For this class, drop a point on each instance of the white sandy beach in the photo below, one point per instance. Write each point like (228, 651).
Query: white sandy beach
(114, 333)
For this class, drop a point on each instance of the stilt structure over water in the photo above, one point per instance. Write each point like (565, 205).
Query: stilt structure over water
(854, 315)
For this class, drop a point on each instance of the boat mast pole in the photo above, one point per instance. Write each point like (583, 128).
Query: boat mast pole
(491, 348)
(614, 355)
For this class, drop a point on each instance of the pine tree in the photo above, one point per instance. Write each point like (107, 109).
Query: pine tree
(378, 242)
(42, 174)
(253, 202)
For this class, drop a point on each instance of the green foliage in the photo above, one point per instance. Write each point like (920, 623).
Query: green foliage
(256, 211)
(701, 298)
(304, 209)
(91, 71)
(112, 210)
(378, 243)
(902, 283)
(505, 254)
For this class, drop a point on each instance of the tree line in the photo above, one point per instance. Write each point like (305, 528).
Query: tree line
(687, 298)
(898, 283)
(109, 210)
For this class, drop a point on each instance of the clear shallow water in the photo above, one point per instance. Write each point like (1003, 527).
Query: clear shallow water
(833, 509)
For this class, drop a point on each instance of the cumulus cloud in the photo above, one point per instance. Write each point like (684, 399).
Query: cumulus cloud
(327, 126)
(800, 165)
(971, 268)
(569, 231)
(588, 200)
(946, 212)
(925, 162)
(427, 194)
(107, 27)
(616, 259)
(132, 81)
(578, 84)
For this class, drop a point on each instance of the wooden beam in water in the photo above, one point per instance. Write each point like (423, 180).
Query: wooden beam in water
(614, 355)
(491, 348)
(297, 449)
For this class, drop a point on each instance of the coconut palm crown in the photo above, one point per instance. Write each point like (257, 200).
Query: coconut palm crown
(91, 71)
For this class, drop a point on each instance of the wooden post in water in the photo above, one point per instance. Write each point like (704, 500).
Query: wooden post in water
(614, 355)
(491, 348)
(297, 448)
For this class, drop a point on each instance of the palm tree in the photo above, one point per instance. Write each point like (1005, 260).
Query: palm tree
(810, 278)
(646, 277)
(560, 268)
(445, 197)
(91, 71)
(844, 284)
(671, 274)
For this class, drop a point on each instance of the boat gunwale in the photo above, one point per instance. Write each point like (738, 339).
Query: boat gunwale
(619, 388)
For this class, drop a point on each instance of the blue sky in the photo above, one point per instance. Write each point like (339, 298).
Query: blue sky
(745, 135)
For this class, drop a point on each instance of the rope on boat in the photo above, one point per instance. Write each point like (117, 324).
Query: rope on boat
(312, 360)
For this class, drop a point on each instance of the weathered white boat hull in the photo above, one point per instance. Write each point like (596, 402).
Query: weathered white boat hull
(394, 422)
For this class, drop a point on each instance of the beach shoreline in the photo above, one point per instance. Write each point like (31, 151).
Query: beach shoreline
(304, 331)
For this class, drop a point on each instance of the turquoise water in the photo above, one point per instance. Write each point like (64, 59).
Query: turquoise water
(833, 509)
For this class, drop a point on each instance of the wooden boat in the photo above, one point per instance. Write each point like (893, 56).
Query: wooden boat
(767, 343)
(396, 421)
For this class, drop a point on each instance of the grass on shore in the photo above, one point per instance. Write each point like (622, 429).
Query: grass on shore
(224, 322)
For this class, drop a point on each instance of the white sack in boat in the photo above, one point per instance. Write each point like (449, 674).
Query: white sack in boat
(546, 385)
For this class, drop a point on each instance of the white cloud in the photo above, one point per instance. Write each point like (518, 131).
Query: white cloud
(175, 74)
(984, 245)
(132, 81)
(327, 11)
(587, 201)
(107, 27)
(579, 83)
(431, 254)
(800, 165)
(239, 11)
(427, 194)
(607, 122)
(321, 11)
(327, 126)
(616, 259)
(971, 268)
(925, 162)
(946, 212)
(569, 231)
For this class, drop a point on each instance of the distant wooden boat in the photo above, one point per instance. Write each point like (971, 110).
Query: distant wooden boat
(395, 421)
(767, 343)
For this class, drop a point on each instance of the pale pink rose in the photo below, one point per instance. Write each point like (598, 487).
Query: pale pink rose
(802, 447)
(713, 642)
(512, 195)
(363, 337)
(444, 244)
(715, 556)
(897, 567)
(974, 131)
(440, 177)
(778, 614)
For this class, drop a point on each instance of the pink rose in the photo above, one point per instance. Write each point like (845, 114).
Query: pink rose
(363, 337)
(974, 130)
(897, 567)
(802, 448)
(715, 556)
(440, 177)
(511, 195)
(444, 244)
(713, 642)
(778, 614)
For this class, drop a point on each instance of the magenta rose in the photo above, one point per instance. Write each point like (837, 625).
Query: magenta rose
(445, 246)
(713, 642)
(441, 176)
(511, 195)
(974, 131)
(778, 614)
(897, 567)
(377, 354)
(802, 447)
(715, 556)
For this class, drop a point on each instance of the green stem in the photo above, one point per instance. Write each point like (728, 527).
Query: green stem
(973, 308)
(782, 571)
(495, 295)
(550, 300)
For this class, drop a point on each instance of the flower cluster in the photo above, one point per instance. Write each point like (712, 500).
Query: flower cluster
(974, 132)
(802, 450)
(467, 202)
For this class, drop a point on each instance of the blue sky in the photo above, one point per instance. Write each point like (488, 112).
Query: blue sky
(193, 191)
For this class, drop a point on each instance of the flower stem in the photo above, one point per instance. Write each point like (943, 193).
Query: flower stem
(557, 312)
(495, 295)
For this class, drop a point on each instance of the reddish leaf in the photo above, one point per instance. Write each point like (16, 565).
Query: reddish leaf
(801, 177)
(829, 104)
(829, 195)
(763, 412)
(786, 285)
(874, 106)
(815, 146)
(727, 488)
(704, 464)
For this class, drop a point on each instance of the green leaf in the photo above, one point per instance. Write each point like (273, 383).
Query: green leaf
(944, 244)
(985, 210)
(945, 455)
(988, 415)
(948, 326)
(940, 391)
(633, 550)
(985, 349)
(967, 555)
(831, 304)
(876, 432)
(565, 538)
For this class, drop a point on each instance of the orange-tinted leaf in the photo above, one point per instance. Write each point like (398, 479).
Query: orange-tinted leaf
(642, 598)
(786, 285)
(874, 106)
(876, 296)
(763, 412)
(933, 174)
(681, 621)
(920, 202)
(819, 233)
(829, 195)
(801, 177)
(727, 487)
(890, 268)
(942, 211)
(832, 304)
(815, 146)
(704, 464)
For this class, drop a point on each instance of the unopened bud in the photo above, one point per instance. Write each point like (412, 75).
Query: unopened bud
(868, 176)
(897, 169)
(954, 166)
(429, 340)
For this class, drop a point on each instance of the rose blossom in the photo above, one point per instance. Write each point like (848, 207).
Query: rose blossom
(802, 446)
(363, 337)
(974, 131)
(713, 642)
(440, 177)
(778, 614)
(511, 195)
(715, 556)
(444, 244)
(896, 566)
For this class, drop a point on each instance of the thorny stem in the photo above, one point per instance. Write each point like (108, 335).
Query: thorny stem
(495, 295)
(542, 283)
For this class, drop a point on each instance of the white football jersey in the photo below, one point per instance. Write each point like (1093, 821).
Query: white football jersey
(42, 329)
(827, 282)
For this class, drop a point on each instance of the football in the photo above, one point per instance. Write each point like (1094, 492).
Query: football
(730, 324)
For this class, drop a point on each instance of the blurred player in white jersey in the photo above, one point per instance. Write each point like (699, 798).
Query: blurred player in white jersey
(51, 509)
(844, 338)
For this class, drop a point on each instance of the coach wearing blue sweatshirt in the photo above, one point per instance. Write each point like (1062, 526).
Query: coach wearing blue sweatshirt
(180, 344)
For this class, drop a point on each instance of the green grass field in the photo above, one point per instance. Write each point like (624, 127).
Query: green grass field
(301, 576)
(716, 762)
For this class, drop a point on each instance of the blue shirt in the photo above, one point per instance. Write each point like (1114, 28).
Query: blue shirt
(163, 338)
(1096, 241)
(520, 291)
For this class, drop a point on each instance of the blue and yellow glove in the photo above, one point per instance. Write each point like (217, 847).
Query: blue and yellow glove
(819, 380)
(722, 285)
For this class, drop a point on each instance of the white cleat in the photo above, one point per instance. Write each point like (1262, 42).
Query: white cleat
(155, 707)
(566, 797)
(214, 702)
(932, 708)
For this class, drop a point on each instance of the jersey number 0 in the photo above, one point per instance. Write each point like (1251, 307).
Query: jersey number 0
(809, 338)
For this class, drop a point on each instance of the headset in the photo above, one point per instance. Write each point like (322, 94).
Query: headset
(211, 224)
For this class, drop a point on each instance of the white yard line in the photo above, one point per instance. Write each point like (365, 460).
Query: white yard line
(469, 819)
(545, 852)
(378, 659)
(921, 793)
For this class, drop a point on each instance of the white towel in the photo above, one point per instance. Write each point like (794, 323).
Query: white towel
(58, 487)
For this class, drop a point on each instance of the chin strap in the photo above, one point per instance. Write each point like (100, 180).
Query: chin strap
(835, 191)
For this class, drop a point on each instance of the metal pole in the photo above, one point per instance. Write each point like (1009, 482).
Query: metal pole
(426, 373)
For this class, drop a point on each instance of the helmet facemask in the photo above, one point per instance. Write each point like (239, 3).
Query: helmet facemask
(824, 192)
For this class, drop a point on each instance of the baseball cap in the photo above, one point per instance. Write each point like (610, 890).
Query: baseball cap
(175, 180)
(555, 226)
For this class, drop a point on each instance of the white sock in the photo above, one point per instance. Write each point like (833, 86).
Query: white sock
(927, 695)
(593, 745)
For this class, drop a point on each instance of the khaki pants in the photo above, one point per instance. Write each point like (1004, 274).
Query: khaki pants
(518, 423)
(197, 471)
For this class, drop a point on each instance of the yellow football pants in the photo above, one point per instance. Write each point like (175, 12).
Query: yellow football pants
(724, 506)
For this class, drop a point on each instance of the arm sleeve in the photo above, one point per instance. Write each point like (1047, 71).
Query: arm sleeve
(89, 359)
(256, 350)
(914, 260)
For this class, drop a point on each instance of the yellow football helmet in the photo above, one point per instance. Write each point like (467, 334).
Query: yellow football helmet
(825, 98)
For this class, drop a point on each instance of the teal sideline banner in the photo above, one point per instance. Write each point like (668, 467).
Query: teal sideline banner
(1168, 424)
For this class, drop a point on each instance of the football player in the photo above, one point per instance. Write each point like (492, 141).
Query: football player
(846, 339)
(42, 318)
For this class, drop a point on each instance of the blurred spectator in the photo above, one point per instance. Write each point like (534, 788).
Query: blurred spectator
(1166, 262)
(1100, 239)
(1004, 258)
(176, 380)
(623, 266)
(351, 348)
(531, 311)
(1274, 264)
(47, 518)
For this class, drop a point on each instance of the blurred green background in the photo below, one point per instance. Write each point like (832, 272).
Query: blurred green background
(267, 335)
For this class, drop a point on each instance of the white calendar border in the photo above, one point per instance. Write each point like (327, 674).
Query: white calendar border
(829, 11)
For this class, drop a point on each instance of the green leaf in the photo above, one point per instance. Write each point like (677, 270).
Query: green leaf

------------------------------------------------------------

**EXERCISE**
Reproduce only the lines between the line containing "like (467, 334)." and the last line of the records, those two lines included, exactly.

**WRITTEN ANSWER**
For this class, drop a point on each instance of the yellow football helmet in the photo above, one point per instance. Write each point like (467, 334).
Query: yellow football helmet
(825, 98)
For this class, drop a point on each instance of the teal sideline banner in the photo above, one point per instance. Write each point like (668, 467).
Query: teal sideline banner
(1168, 424)
For this class, drop a point on each instance of the football player in the photo above, one point per instance. Write each point like (492, 141).
Query: football player
(846, 339)
(42, 318)
For this class, drop a point on each instance of the blurred spectator in the photo above, one point per instance. Write each point like (534, 788).
Query: blurred spectator
(1166, 262)
(1100, 239)
(1004, 258)
(176, 380)
(623, 266)
(351, 348)
(531, 311)
(1274, 264)
(47, 518)
For this class, drop a point on each instance of the blurred green background in the photo below, one point per instance. Write each point like (832, 272).
Query: blurred green background
(267, 335)
For this class, drop a point on each instance of the white calendar border in the photo above, one point per instance. Write each point like (327, 674).
Query: white calendar border
(829, 11)
For this class, drop a point on each instance of the green leaf in the photo above, one point per instance. Write each point like (677, 270).
Query: green leaf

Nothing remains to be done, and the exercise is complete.